In the records that follow, find the line with "Target = brown sweater"; from there, retype every line exactly through the line with "Target = blonde hair", which also belongs to the answer.

___ DATA LISTING ___

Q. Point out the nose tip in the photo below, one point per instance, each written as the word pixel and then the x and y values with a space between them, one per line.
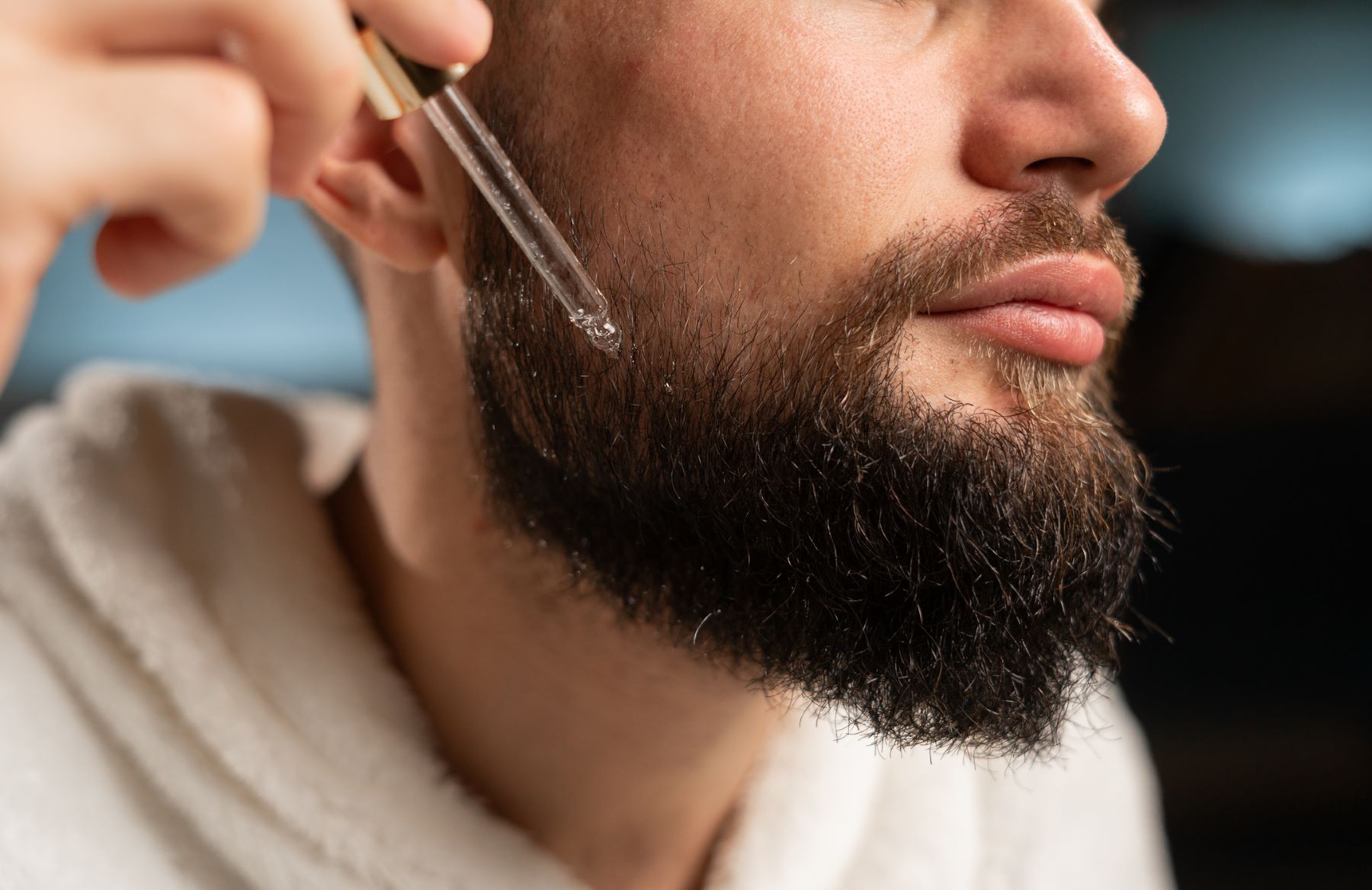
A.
pixel 1069 110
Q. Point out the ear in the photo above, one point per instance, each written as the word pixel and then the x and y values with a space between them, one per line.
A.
pixel 370 190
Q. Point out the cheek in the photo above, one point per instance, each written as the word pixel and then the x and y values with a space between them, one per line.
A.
pixel 792 155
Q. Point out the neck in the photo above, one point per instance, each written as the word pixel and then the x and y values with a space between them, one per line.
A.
pixel 619 753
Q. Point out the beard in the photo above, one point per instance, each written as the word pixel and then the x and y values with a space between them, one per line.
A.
pixel 775 497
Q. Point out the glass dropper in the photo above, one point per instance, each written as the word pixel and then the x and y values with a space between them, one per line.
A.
pixel 396 85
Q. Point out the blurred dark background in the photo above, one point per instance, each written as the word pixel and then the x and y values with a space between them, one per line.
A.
pixel 1248 382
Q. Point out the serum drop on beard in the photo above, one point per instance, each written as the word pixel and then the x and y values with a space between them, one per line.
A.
pixel 396 85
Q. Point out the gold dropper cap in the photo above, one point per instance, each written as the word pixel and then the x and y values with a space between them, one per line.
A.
pixel 393 84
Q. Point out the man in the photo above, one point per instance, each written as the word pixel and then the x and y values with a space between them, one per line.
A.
pixel 816 583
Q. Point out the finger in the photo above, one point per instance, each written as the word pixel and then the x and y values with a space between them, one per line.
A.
pixel 435 32
pixel 302 51
pixel 178 151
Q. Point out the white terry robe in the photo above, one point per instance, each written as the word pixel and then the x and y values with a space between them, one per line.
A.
pixel 191 696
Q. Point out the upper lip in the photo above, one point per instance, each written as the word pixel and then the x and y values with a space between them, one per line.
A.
pixel 1085 283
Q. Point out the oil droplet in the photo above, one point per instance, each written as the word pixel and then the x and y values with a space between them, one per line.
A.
pixel 603 332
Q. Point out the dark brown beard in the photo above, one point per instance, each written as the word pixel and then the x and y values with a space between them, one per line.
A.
pixel 768 494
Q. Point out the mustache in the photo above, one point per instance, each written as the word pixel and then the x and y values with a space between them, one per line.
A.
pixel 914 271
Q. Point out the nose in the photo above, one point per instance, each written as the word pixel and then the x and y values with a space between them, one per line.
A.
pixel 1056 104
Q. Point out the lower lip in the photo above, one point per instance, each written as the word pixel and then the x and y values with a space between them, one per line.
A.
pixel 1053 332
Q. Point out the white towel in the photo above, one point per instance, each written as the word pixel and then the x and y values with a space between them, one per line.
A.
pixel 191 696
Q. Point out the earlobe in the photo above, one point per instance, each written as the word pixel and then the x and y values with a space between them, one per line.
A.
pixel 368 188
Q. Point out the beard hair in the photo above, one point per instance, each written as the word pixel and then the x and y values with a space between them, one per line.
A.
pixel 773 497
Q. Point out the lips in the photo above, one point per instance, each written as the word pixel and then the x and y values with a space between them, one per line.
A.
pixel 1056 308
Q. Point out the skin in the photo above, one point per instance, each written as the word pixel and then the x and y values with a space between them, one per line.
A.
pixel 796 135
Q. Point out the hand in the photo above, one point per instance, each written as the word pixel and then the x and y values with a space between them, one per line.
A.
pixel 178 117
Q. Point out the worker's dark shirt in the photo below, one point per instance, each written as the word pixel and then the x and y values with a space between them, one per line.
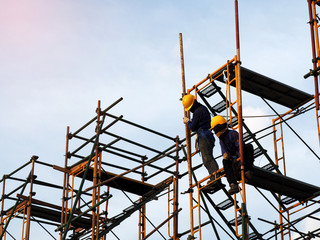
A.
pixel 200 122
pixel 200 119
pixel 229 142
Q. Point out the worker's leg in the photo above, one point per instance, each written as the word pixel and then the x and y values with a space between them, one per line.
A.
pixel 206 147
pixel 248 156
pixel 228 169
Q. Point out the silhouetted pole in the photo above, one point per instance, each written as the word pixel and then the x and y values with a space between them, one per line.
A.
pixel 188 138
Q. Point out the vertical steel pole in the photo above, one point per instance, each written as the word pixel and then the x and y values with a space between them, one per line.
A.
pixel 30 199
pixel 2 204
pixel 240 118
pixel 176 194
pixel 65 184
pixel 188 138
pixel 313 28
pixel 95 213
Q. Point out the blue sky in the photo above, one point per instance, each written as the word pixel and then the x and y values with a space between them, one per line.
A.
pixel 58 58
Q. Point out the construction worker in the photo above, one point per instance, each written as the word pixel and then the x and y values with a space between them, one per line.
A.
pixel 200 123
pixel 229 142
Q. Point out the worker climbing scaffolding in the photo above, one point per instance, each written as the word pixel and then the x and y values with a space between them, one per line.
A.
pixel 200 123
pixel 229 142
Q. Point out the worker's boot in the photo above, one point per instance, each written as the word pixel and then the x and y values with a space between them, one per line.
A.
pixel 248 174
pixel 234 188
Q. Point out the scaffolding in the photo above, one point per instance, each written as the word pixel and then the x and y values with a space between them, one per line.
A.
pixel 103 164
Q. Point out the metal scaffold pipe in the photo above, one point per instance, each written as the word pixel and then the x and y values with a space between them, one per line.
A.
pixel 188 138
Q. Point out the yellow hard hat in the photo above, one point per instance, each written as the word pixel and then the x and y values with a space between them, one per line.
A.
pixel 217 120
pixel 187 101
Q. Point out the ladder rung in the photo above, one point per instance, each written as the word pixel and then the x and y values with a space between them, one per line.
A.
pixel 268 167
pixel 247 136
pixel 209 91
pixel 253 236
pixel 225 204
pixel 239 221
pixel 258 152
pixel 219 107
pixel 288 200
pixel 233 122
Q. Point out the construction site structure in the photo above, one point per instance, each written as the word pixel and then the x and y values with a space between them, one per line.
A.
pixel 154 169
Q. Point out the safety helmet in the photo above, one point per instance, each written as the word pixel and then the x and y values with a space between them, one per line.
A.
pixel 218 122
pixel 187 101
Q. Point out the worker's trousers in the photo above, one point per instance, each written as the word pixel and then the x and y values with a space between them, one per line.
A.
pixel 206 145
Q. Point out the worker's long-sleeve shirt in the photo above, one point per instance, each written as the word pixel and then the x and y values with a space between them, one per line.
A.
pixel 200 122
pixel 230 143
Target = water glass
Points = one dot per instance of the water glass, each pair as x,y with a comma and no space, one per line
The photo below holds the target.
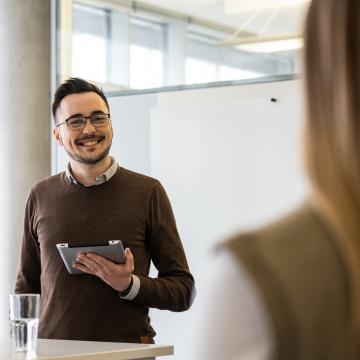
24,320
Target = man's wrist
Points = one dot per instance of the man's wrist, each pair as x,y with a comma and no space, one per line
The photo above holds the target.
127,290
133,289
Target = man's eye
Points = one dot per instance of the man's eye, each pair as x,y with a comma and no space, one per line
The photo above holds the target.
99,117
75,121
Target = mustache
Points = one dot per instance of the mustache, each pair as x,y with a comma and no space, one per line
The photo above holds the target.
90,138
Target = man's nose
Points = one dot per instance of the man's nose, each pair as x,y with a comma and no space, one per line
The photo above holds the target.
89,128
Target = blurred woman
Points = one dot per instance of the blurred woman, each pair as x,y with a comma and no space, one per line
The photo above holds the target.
291,290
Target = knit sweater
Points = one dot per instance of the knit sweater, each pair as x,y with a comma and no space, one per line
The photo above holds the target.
130,207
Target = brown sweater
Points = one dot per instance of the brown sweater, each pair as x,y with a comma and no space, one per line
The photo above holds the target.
130,207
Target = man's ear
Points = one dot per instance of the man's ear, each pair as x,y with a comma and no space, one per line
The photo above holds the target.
57,136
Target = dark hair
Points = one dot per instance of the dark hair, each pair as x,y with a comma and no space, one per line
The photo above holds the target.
75,86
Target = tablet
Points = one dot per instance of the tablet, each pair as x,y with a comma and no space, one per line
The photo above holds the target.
112,250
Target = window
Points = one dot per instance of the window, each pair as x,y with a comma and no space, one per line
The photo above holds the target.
146,54
122,48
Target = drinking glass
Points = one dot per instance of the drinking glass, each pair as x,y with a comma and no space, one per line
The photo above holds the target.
24,320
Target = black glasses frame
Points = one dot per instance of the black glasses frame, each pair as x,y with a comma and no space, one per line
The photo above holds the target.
91,118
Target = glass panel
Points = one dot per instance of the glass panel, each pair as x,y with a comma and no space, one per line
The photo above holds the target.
89,39
146,54
157,43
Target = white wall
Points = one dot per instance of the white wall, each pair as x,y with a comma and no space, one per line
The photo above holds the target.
229,158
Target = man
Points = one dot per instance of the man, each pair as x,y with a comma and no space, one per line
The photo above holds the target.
97,200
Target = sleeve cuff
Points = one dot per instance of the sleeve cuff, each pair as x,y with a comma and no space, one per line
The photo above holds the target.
134,289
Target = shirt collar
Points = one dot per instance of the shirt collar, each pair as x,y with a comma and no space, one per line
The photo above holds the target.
109,173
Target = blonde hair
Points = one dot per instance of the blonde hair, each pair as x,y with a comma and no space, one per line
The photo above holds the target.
332,131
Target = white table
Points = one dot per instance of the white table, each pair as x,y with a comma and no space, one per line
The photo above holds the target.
87,350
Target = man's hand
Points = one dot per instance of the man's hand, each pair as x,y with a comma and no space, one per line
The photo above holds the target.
118,276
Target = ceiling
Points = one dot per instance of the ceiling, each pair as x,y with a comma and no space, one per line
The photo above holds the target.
263,21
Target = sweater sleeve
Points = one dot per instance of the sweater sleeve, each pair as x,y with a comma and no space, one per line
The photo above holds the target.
29,271
173,289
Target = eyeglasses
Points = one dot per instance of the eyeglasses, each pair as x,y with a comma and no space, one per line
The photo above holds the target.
79,122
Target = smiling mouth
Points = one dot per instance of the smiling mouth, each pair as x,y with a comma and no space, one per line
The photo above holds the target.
89,143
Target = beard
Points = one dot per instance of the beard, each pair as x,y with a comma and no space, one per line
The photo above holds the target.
87,160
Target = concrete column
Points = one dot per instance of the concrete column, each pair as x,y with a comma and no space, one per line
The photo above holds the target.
24,124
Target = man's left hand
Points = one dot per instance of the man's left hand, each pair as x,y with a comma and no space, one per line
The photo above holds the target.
118,276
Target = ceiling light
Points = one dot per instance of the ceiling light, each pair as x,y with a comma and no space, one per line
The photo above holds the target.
241,6
273,46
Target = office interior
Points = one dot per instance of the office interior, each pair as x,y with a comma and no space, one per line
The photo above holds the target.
204,95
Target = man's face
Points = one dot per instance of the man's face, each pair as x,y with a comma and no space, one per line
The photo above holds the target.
89,145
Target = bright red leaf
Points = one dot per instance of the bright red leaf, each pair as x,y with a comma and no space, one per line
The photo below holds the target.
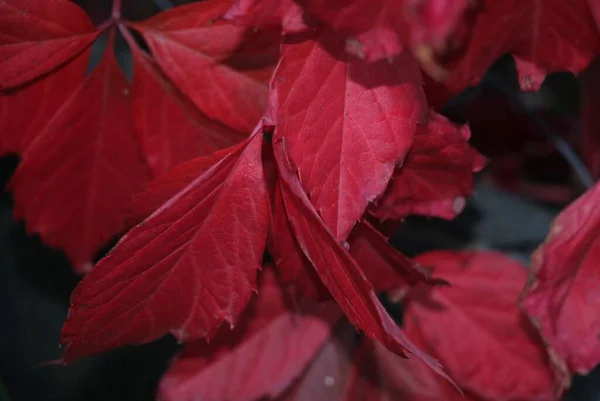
337,270
186,269
347,123
543,36
383,29
38,36
214,63
437,175
562,297
590,118
24,113
268,13
171,129
83,166
261,357
476,329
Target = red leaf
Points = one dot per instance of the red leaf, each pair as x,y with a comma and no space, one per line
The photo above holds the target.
590,120
25,112
382,29
539,34
214,63
476,329
347,123
296,270
385,267
184,270
437,175
336,268
38,36
159,191
84,165
268,13
348,370
261,357
171,129
561,297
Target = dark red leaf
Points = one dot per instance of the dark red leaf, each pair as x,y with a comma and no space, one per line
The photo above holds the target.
186,269
336,268
382,29
437,175
83,166
261,357
295,269
159,191
385,267
477,330
214,63
171,129
541,35
347,123
590,118
38,36
350,370
268,13
562,296
25,112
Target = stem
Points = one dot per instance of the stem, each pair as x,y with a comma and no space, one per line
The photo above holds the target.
562,146
163,4
116,10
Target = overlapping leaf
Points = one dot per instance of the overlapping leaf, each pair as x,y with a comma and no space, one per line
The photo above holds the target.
268,13
543,36
83,166
261,357
337,270
347,122
475,328
561,297
385,28
437,175
186,269
38,36
207,59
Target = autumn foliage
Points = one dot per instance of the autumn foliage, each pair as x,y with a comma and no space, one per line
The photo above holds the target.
248,160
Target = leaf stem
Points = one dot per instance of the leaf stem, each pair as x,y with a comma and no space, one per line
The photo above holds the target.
562,146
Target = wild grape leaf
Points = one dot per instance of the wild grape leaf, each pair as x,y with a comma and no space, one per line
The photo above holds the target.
360,370
186,269
83,166
267,13
590,120
539,34
25,111
561,297
382,29
261,357
38,36
222,69
437,175
159,191
385,267
170,127
477,330
295,268
337,270
347,122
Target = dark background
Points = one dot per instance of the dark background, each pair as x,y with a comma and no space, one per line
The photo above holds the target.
36,282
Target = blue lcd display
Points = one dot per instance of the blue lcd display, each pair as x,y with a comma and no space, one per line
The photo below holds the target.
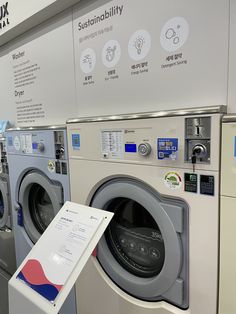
35,145
76,141
167,148
130,148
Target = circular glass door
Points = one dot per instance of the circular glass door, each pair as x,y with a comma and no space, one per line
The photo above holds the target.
40,199
141,250
41,207
134,238
4,204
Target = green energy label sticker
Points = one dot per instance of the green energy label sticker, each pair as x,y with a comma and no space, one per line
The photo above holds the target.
173,180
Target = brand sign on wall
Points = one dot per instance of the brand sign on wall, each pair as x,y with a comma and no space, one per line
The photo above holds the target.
137,56
17,16
7,111
42,74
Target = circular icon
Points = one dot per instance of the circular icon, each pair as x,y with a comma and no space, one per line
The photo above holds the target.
16,143
174,34
139,45
87,60
173,180
142,249
111,53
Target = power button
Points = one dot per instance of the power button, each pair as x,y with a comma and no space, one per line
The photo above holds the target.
144,149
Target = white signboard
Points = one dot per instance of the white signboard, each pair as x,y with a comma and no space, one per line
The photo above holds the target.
132,56
7,108
16,16
56,260
42,74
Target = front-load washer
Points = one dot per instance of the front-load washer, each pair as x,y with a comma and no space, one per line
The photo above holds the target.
159,174
7,245
38,167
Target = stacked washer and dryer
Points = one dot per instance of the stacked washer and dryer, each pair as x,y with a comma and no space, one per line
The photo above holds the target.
39,175
159,174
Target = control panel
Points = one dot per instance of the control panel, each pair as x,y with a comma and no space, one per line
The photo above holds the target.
3,154
198,140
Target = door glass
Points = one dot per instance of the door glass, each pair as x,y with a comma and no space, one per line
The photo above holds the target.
134,238
41,207
1,205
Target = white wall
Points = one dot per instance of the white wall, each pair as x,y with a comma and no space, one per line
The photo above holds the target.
41,68
18,16
7,110
232,60
197,78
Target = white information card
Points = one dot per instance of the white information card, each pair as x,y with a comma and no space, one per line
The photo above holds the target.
60,253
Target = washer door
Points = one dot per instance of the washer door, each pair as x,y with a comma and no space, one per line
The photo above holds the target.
4,204
142,250
40,199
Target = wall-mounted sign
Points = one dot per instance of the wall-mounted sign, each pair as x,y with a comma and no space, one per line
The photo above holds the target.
42,75
16,16
133,57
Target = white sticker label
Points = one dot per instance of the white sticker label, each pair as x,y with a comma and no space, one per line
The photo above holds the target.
16,143
113,144
26,143
173,180
51,166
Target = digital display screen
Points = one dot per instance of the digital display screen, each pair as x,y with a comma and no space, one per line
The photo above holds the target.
130,148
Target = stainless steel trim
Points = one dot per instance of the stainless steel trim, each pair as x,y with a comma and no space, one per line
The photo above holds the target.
158,114
229,118
37,128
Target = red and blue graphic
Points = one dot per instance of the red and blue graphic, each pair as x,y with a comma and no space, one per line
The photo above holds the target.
34,276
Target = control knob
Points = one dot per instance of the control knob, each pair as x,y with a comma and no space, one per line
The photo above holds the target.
200,150
41,147
144,149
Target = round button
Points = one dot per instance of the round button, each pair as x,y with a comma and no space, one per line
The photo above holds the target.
144,149
41,147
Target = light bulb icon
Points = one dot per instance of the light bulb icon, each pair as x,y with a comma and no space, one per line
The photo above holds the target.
138,44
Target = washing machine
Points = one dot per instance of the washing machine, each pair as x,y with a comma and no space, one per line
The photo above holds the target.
38,167
159,173
227,302
7,245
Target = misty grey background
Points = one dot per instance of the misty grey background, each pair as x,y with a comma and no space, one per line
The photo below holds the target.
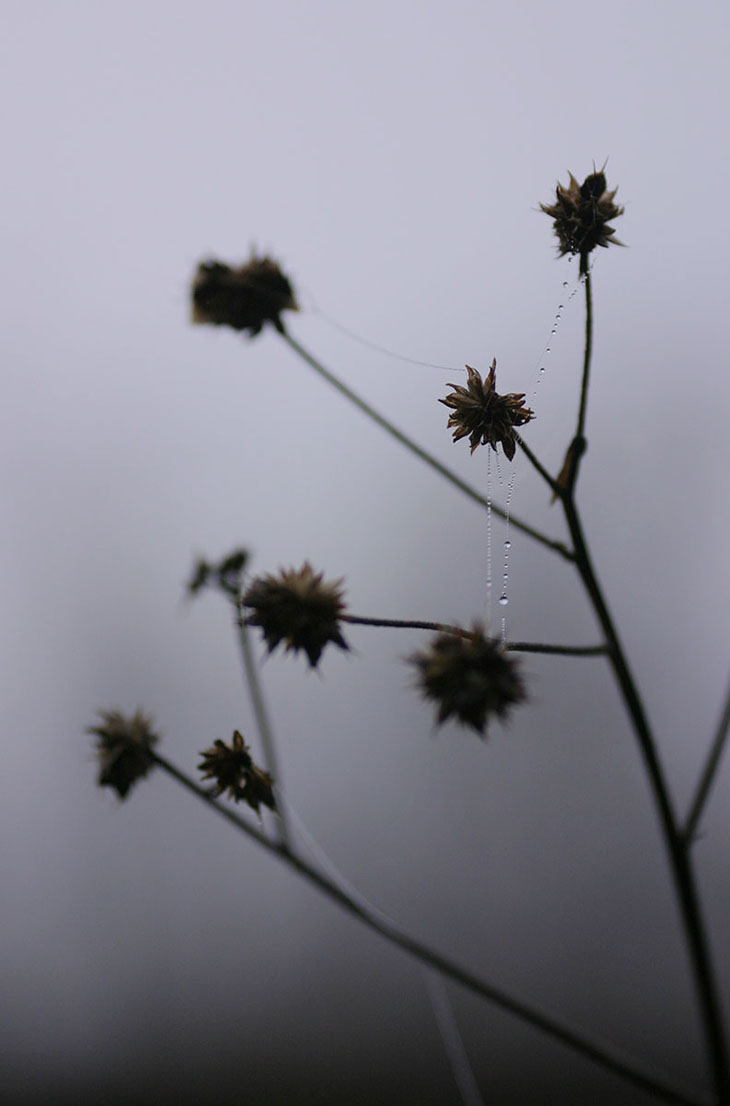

___

OUTPUT OF THE EXERCISE:
Target = brown sweater
Points = one dot per instance of the brown sweater, each pair as x,y with a comma and no space, one per line
The photo above holds the target.
130,207
Target = man's ear
Points = one dot per instance of the man's ear, each pair as x,y with a comma and no space, one per line
The photo above holds the target.
57,136
Target = dark hair
Points = one dot per instance of the dark hair, each pair as x,y with a comma and no space, one per line
The photo above holds the target.
75,86
Target = tablet
Points = one dot per instance of the tablet, each pair as x,y with a comma and no space, one per line
The photo above holds the target.
112,250
Target = window
Points = one dot per instance of the window, each pair as x,y with a comma and no space, one per line
The photo above holds the target.
146,54
122,48
Target = drinking glass
Points = one dot per instance of the drinking glass, each pair as x,y with a comma and no space, one per line
The photo above holds the target.
24,320
Target = black glasses frame
Points = one dot per instance of the black glasses frame, each pair as x,y with a comma and no space, one per line
The photo above holds the target.
91,118
Target = glass panel
Points = one dot per instance of the glass panel, each pair as x,y with a comma and no space, one per line
The photo above holds the target.
89,39
146,54
157,43
Target = white wall
Points = one dot per instance of the white wall, each pair as x,y with a comma and no space, one per line
The photo above holds the target.
229,158
Target = man
Points = one dot per instance of the man, each pair as x,y with a comma and no space, one per line
The photo above holds the target.
97,200
Target = sleeve cuff
Points = one dot per instance of the sleeve cuff, each pair as x,y with a comma and no space, one per line
The photo above holds the target.
134,289
Target = shirt collar
Points = one dot per instance of the shirt collar, each pair as x,y with a comma and no space, one per line
The photo above holds the target.
109,173
Target = blonde hair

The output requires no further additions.